## LIST OF TASKS
1/ Answer these questions using the news item about the Coles Group takeover bid.
(a) Which private equity group now leads the consortium?
(b) At what price were Blackstone's shares issued when it floated?
(c) Which rival bidder's prospects were said to be boosted?
2/ Summarize the news item about the Coles Group takeover bid in two sentences.
3/ Carry on the news item about the Coles Group takeover bid from its final sentence.

## DOCUMENT EXCERPT
════════════════

The chances of a private equity takeover offer for Coles Group have lessened with reports from New York this morning suggesting that the Blackstone Group is no longer interested.

Blackstone had been one of three private equity groups left in the consortium now led by TPG. Carlyle Group is the other.

Quoting “a source” Reuters reported that “Blackstone Group has become the latest firm to pull out of a group bidding $16.7 billion (U.S.) for Australian retailer Coles Group Ltd., a source said, further boosting the prospects of rival bidder Wesfarmers.”

Blackstone floated last Friday with the shares, issued at $US31, running up over $38 a share. But they have since fallen sharply on worries that the private equity boom may be over and that private equity firms may get hit by higher taxes.

Reuters said Blackstone and Coles declined to comment Wednesday, and a spokesman for the consortium could not be reached.

════════════════

## THE DATA
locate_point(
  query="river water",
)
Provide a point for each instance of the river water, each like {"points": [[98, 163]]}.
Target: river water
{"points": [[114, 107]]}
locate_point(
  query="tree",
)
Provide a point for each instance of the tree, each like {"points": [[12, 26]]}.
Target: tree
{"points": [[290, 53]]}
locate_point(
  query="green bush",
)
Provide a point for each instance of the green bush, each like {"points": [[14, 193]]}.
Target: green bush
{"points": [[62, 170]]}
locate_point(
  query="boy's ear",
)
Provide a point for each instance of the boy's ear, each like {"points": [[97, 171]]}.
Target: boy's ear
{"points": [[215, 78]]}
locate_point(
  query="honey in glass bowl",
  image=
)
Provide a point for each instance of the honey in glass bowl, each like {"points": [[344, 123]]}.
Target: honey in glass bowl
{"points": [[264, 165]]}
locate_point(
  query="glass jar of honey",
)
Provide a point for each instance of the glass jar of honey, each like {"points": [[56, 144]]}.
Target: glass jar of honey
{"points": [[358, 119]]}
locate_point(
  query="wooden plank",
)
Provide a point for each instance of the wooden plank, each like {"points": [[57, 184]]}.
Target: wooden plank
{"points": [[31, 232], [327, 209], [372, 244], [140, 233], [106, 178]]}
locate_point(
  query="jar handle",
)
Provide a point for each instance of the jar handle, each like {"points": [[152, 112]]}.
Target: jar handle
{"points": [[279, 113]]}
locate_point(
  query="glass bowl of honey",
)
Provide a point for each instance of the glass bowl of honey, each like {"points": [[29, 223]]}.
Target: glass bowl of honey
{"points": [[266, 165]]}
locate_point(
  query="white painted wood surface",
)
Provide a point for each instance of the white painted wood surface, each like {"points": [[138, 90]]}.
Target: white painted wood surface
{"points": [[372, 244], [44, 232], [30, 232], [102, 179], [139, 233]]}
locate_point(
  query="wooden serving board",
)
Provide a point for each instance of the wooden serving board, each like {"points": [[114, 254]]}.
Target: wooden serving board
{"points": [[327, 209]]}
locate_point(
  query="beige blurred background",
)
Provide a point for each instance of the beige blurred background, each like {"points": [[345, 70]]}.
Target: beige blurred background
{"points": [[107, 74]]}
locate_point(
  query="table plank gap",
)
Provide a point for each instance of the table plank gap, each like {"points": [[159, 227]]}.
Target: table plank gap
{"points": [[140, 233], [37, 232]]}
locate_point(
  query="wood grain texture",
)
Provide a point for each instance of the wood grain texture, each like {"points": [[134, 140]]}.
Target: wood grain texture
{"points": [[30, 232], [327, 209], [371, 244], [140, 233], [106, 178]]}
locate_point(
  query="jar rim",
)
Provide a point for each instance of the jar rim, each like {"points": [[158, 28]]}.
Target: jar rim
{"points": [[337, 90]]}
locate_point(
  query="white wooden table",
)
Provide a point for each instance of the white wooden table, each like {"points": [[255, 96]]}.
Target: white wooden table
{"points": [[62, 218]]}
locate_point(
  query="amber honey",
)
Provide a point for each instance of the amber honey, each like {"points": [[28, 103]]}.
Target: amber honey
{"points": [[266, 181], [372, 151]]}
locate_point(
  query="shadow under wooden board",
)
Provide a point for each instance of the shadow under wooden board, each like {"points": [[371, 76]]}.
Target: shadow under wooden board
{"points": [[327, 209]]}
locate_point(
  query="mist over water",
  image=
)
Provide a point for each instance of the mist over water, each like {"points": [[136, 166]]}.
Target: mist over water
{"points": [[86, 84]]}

════════════════

## RESPONSES FOR EACH TASK
1/
(a) TPG.
(b) US$31 a share.
(c) Wesfarmers.

2/ Reports from New York suggest that Blackstone Group has pulled out of the TPG-led consortium bidding $16.7 billion (U.S.) for Coles Group, which lessens the chances of a private equity takeover and boosts rival bidder Wesfarmers. Blackstone's shares rose after its float last Friday but have since fallen sharply on worries that the private equity boom may be over and that such firms could face higher taxes.

3/
Senior TPG executives were due to make presentations at a partner conference in Aspen, Colorado on Tuesday, about whether to lodge a bid for Coles. No announcement has been made by TPG.

Coles has set a deadline of 9am Saturday (June 30) for binding offers for all or part of the company.

But this is not the only deal facing problems. US reports say the financing of several multi-billion dollar buyouts have been pulled or delayed in the last 24 hours.

US Foodservice (being sold by big Dutch retailer, Royal Ahold) has postponed the financing backing its $US7.1 billion buyout by Clayton, Dubilier & Rice and Kohlberg Kravis & Roberts due to weak market conditions.

It was forced to cut the size of a bond offering last Friday and lift interest rates. But even that couldn’t get investors interested. The bond offering was originally $US2.1 billion, it was cut to $US1.6 billion and then, finally, $US650 million. There were no takers.

And Goldman Sachs postponed a financing for the $US1 billion buy-out of Myers Industries until after the July 4 holiday to allow markets time to settle.

“Risk aversion” is now a phrase being used more and more by market commentators. It is coming from the collapse of the subprime mortgage market in the US and the way it was financed by highly leveraged and little understood financial derivatives called CDOs, or Collaterallised Debt Obligations.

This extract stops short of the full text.